• **Goal**
Produce an exact copy of the lines from the line that contains "Task: point out every instance of the bowl" to the end of the listing below.

# start of Data to use

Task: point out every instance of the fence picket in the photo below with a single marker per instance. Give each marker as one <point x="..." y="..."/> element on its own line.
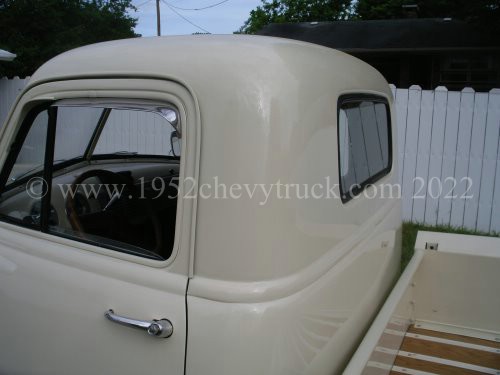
<point x="475" y="160"/>
<point x="424" y="145"/>
<point x="434" y="188"/>
<point x="410" y="151"/>
<point x="462" y="157"/>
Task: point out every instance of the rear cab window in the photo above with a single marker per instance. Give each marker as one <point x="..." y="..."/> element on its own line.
<point x="103" y="172"/>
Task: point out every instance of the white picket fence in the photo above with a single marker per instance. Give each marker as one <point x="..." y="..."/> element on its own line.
<point x="449" y="154"/>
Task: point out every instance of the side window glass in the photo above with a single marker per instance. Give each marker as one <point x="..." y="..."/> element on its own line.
<point x="20" y="198"/>
<point x="115" y="181"/>
<point x="364" y="143"/>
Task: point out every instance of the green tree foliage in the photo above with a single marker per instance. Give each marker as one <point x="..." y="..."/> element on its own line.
<point x="281" y="11"/>
<point x="38" y="30"/>
<point x="475" y="11"/>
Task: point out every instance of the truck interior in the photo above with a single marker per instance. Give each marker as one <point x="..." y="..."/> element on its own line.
<point x="113" y="170"/>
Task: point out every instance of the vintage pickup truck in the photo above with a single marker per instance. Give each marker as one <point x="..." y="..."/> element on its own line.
<point x="232" y="199"/>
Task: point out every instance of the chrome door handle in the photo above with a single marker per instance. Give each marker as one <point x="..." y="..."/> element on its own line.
<point x="157" y="328"/>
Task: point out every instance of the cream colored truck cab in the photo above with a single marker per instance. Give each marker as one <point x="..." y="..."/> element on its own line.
<point x="223" y="195"/>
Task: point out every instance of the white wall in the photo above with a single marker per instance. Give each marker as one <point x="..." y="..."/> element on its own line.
<point x="449" y="153"/>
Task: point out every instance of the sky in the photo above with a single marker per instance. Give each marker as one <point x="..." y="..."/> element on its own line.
<point x="221" y="19"/>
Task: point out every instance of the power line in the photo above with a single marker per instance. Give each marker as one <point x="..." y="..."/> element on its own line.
<point x="142" y="4"/>
<point x="185" y="18"/>
<point x="203" y="8"/>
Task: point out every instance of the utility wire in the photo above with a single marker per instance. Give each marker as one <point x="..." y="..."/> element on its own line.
<point x="203" y="8"/>
<point x="185" y="18"/>
<point x="142" y="4"/>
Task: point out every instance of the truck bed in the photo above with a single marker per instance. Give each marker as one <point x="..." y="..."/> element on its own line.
<point x="443" y="315"/>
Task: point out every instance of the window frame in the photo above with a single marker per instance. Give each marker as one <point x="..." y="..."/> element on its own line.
<point x="347" y="196"/>
<point x="49" y="168"/>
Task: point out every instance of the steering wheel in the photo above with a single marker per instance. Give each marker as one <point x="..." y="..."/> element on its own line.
<point x="125" y="210"/>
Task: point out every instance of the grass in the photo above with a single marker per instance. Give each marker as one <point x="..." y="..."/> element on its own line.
<point x="410" y="235"/>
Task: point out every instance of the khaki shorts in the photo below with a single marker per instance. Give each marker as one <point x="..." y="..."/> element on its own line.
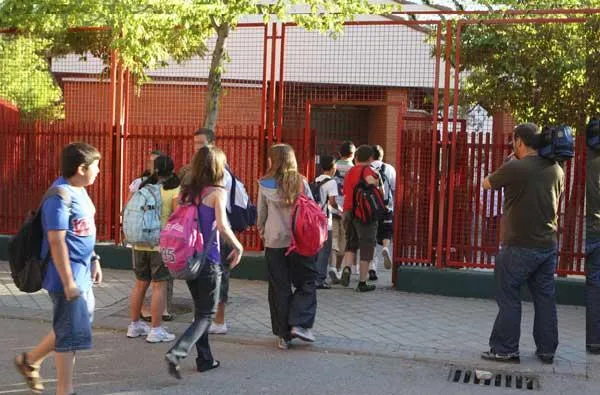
<point x="338" y="237"/>
<point x="148" y="266"/>
<point x="360" y="236"/>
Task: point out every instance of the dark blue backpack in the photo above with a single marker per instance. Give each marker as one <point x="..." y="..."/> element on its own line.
<point x="557" y="143"/>
<point x="592" y="134"/>
<point x="240" y="217"/>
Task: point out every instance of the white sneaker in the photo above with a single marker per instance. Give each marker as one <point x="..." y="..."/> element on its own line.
<point x="137" y="329"/>
<point x="158" y="335"/>
<point x="387" y="259"/>
<point x="217" y="329"/>
<point x="303" y="334"/>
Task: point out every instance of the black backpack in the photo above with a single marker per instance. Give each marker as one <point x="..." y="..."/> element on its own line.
<point x="315" y="189"/>
<point x="367" y="201"/>
<point x="592" y="134"/>
<point x="27" y="267"/>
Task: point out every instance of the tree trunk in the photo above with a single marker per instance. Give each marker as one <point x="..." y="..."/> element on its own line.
<point x="213" y="89"/>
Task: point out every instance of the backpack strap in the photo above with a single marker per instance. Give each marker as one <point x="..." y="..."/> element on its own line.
<point x="156" y="199"/>
<point x="56" y="191"/>
<point x="66" y="197"/>
<point x="233" y="187"/>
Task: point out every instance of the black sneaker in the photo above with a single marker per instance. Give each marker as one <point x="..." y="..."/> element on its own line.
<point x="333" y="276"/>
<point x="506" y="358"/>
<point x="364" y="287"/>
<point x="547" y="359"/>
<point x="346" y="273"/>
<point x="372" y="275"/>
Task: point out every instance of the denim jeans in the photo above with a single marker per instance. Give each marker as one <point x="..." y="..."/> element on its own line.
<point x="592" y="293"/>
<point x="205" y="293"/>
<point x="287" y="309"/>
<point x="323" y="260"/>
<point x="536" y="267"/>
<point x="72" y="321"/>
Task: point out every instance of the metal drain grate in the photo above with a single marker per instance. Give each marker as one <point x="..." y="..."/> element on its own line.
<point x="494" y="379"/>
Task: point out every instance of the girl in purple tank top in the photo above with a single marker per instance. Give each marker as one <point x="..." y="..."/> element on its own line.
<point x="204" y="187"/>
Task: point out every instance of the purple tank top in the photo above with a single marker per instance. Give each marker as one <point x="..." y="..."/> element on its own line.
<point x="207" y="224"/>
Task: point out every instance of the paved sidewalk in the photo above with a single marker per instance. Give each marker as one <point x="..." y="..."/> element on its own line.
<point x="385" y="322"/>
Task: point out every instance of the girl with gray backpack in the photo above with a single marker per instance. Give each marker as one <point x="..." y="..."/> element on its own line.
<point x="144" y="216"/>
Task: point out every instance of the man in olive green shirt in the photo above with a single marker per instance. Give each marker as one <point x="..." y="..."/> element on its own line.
<point x="592" y="246"/>
<point x="532" y="187"/>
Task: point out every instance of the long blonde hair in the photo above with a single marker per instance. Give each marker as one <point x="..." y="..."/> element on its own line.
<point x="284" y="169"/>
<point x="207" y="169"/>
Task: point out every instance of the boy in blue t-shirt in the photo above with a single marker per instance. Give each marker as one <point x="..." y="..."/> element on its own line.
<point x="69" y="238"/>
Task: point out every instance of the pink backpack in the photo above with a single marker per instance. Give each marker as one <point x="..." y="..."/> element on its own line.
<point x="309" y="227"/>
<point x="182" y="244"/>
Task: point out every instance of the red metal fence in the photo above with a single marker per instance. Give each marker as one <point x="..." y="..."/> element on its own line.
<point x="381" y="82"/>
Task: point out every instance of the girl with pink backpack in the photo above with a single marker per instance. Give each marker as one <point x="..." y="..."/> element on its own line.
<point x="282" y="192"/>
<point x="204" y="188"/>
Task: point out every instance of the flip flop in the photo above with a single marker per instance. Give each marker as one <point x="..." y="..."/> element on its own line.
<point x="30" y="373"/>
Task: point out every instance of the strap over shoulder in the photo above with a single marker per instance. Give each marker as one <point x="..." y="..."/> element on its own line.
<point x="57" y="191"/>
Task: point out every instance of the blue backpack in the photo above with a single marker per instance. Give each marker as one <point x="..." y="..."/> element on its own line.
<point x="592" y="134"/>
<point x="141" y="216"/>
<point x="557" y="143"/>
<point x="243" y="213"/>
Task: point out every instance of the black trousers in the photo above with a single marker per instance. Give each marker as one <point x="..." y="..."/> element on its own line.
<point x="205" y="293"/>
<point x="291" y="309"/>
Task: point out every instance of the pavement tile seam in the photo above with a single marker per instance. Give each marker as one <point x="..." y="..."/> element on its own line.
<point x="364" y="322"/>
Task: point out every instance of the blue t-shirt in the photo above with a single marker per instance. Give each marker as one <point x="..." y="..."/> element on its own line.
<point x="79" y="223"/>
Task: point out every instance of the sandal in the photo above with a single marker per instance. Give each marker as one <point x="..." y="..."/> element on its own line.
<point x="214" y="365"/>
<point x="30" y="373"/>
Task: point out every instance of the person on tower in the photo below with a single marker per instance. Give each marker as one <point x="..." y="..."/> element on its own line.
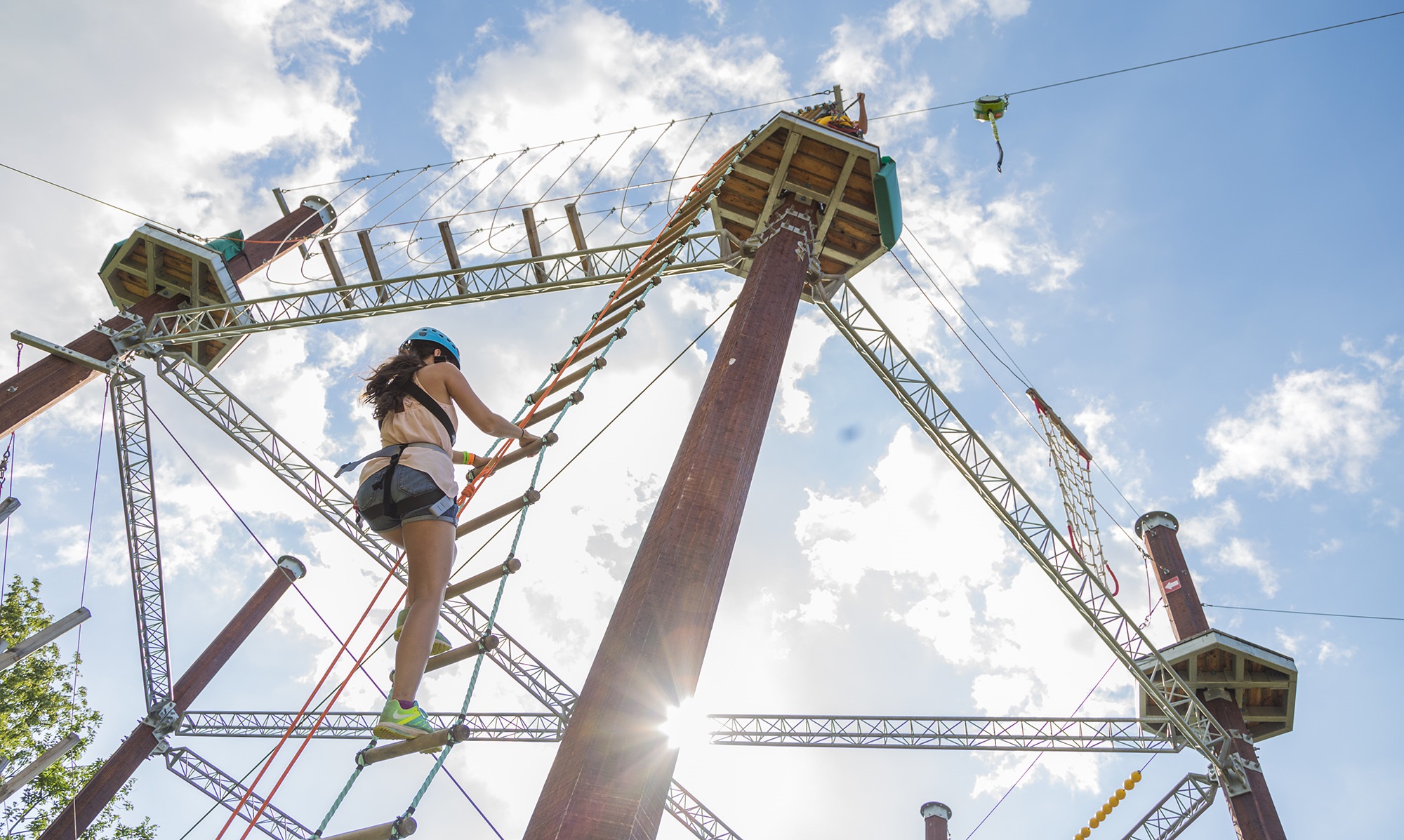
<point x="842" y="123"/>
<point x="408" y="496"/>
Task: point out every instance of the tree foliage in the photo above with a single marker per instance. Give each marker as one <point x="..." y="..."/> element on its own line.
<point x="40" y="705"/>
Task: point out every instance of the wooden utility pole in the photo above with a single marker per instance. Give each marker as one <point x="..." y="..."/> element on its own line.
<point x="1254" y="813"/>
<point x="143" y="742"/>
<point x="610" y="780"/>
<point x="34" y="389"/>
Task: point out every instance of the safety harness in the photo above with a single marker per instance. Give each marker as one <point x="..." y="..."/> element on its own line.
<point x="436" y="499"/>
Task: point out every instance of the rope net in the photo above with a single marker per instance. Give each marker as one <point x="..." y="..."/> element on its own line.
<point x="620" y="308"/>
<point x="1073" y="465"/>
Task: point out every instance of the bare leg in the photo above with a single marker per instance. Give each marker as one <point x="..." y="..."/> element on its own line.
<point x="429" y="549"/>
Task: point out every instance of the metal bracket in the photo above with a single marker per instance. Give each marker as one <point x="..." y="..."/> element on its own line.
<point x="81" y="359"/>
<point x="1235" y="775"/>
<point x="164" y="718"/>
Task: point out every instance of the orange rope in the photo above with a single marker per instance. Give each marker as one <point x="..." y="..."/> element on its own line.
<point x="464" y="498"/>
<point x="303" y="711"/>
<point x="492" y="465"/>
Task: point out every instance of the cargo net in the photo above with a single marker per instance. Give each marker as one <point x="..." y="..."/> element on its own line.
<point x="1073" y="464"/>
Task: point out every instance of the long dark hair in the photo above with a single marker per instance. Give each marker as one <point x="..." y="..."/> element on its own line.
<point x="385" y="388"/>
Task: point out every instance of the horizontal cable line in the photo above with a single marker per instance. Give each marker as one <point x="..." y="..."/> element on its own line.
<point x="1306" y="613"/>
<point x="1184" y="58"/>
<point x="609" y="134"/>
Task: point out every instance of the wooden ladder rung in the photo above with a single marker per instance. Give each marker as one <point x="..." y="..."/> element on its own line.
<point x="502" y="510"/>
<point x="572" y="399"/>
<point x="402" y="827"/>
<point x="628" y="295"/>
<point x="569" y="380"/>
<point x="461" y="653"/>
<point x="592" y="349"/>
<point x="520" y="453"/>
<point x="512" y="566"/>
<point x="425" y="743"/>
<point x="610" y="322"/>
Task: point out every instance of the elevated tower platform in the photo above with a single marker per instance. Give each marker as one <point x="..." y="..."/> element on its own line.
<point x="1260" y="681"/>
<point x="842" y="173"/>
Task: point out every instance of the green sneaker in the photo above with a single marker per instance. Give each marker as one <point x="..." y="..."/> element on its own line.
<point x="402" y="724"/>
<point x="442" y="642"/>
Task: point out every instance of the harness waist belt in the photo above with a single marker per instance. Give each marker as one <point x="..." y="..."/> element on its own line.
<point x="392" y="451"/>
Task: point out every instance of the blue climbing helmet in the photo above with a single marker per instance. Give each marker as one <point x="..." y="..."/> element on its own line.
<point x="436" y="338"/>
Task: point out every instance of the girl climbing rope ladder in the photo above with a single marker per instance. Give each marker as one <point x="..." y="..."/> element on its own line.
<point x="408" y="496"/>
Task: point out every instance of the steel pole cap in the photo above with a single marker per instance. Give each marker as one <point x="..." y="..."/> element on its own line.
<point x="1153" y="520"/>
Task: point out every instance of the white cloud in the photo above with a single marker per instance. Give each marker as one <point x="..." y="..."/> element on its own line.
<point x="1333" y="652"/>
<point x="1242" y="554"/>
<point x="1313" y="426"/>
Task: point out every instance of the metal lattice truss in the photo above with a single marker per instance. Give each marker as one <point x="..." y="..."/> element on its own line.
<point x="134" y="462"/>
<point x="1083" y="735"/>
<point x="1073" y="464"/>
<point x="684" y="252"/>
<point x="978" y="464"/>
<point x="1086" y="735"/>
<point x="531" y="726"/>
<point x="1177" y="809"/>
<point x="227" y="791"/>
<point x="696" y="252"/>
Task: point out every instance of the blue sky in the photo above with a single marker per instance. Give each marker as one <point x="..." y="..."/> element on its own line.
<point x="1197" y="265"/>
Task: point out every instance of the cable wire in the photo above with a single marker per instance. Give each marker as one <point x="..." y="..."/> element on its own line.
<point x="1308" y="613"/>
<point x="1184" y="58"/>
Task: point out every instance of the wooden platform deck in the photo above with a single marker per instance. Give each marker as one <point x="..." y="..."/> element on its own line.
<point x="155" y="262"/>
<point x="791" y="154"/>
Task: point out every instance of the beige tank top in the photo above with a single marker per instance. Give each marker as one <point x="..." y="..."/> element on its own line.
<point x="418" y="425"/>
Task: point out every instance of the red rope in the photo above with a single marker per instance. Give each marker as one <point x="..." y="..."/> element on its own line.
<point x="463" y="499"/>
<point x="303" y="711"/>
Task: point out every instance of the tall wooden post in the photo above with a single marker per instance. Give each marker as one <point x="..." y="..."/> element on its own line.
<point x="143" y="742"/>
<point x="1254" y="813"/>
<point x="611" y="775"/>
<point x="34" y="389"/>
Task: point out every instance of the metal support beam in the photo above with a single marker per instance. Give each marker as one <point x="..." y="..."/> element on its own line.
<point x="509" y="279"/>
<point x="1250" y="801"/>
<point x="16" y="782"/>
<point x="227" y="791"/>
<point x="611" y="774"/>
<point x="1080" y="735"/>
<point x="1045" y="542"/>
<point x="151" y="733"/>
<point x="134" y="467"/>
<point x="53" y="378"/>
<point x="9" y="656"/>
<point x="305" y="478"/>
<point x="1177" y="809"/>
<point x="502" y="726"/>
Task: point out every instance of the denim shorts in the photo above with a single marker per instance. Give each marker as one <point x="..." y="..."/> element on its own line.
<point x="405" y="485"/>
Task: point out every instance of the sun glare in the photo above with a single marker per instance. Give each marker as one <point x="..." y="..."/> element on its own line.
<point x="687" y="725"/>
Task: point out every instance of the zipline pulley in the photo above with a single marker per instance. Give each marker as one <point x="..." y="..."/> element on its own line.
<point x="989" y="110"/>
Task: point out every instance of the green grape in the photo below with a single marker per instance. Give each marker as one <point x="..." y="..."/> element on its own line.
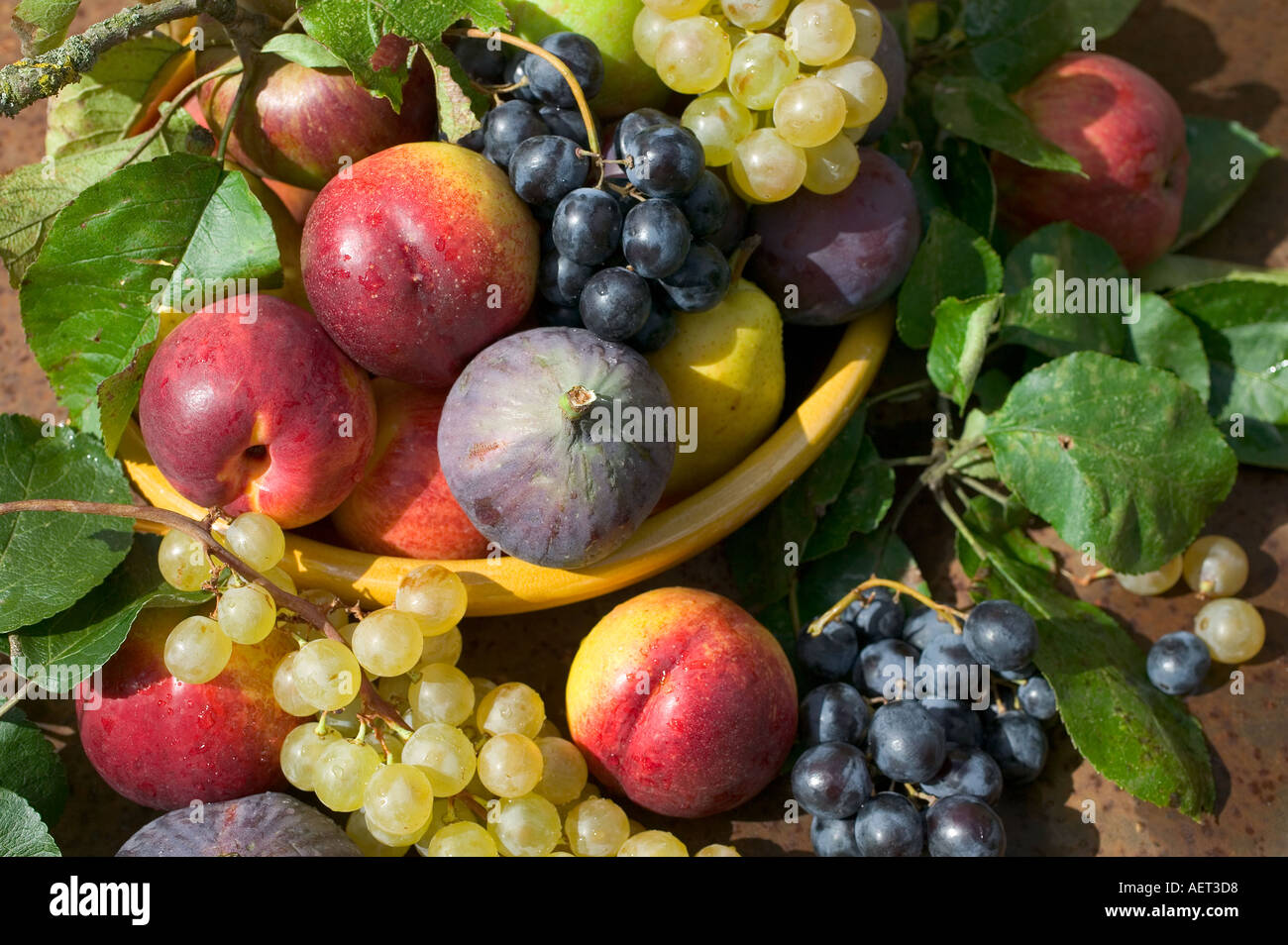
<point x="398" y="798"/>
<point x="720" y="121"/>
<point x="443" y="694"/>
<point x="831" y="167"/>
<point x="248" y="614"/>
<point x="342" y="774"/>
<point x="1153" y="582"/>
<point x="443" y="648"/>
<point x="327" y="674"/>
<point x="694" y="55"/>
<point x="1232" y="628"/>
<point x="301" y="750"/>
<point x="436" y="593"/>
<point x="596" y="828"/>
<point x="809" y="112"/>
<point x="183" y="562"/>
<point x="754" y="14"/>
<point x="197" y="651"/>
<point x="257" y="540"/>
<point x="1216" y="567"/>
<point x="760" y="68"/>
<point x="387" y="643"/>
<point x="284" y="690"/>
<point x="867" y="34"/>
<point x="463" y="838"/>
<point x="356" y="827"/>
<point x="510" y="765"/>
<point x="674" y="9"/>
<point x="647" y="34"/>
<point x="279" y="578"/>
<point x="767" y="167"/>
<point x="511" y="707"/>
<point x="819" y="31"/>
<point x="653" y="843"/>
<point x="563" y="770"/>
<point x="524" y="825"/>
<point x="862" y="85"/>
<point x="445" y="755"/>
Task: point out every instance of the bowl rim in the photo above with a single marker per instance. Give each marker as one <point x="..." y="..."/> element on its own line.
<point x="503" y="584"/>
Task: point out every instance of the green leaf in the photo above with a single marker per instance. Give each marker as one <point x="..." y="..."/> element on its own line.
<point x="108" y="99"/>
<point x="1113" y="454"/>
<point x="1224" y="158"/>
<point x="1065" y="291"/>
<point x="67" y="648"/>
<point x="952" y="261"/>
<point x="962" y="327"/>
<point x="42" y="25"/>
<point x="50" y="561"/>
<point x="1163" y="338"/>
<point x="356" y="31"/>
<point x="141" y="239"/>
<point x="304" y="51"/>
<point x="1133" y="734"/>
<point x="33" y="194"/>
<point x="1013" y="40"/>
<point x="22" y="833"/>
<point x="975" y="108"/>
<point x="859" y="507"/>
<point x="30" y="768"/>
<point x="1244" y="330"/>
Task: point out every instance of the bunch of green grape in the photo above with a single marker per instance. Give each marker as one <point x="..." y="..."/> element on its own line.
<point x="198" y="648"/>
<point x="785" y="90"/>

# end of Data to use

• **Task solution**
Task: point out every instance of the bowl rim in the photo above with a single marker per instance. Give each marker as one <point x="..." y="..."/> element on its own line.
<point x="503" y="584"/>
Task: point out every instance of the green leaf in the photo above with a single marker per instance. Give each marker as one <point x="..." y="..."/> element on its own line.
<point x="108" y="99"/>
<point x="1113" y="454"/>
<point x="1224" y="158"/>
<point x="1065" y="291"/>
<point x="67" y="648"/>
<point x="952" y="261"/>
<point x="962" y="327"/>
<point x="42" y="25"/>
<point x="50" y="561"/>
<point x="1163" y="338"/>
<point x="356" y="31"/>
<point x="141" y="239"/>
<point x="304" y="51"/>
<point x="1133" y="734"/>
<point x="33" y="194"/>
<point x="1013" y="40"/>
<point x="22" y="833"/>
<point x="975" y="108"/>
<point x="859" y="507"/>
<point x="30" y="768"/>
<point x="1244" y="330"/>
Task: point out every instance of the bunch of green grape in the photo above with a single marker per instance. Give each marker as one <point x="..." y="..."/> element on its own line.
<point x="198" y="648"/>
<point x="785" y="90"/>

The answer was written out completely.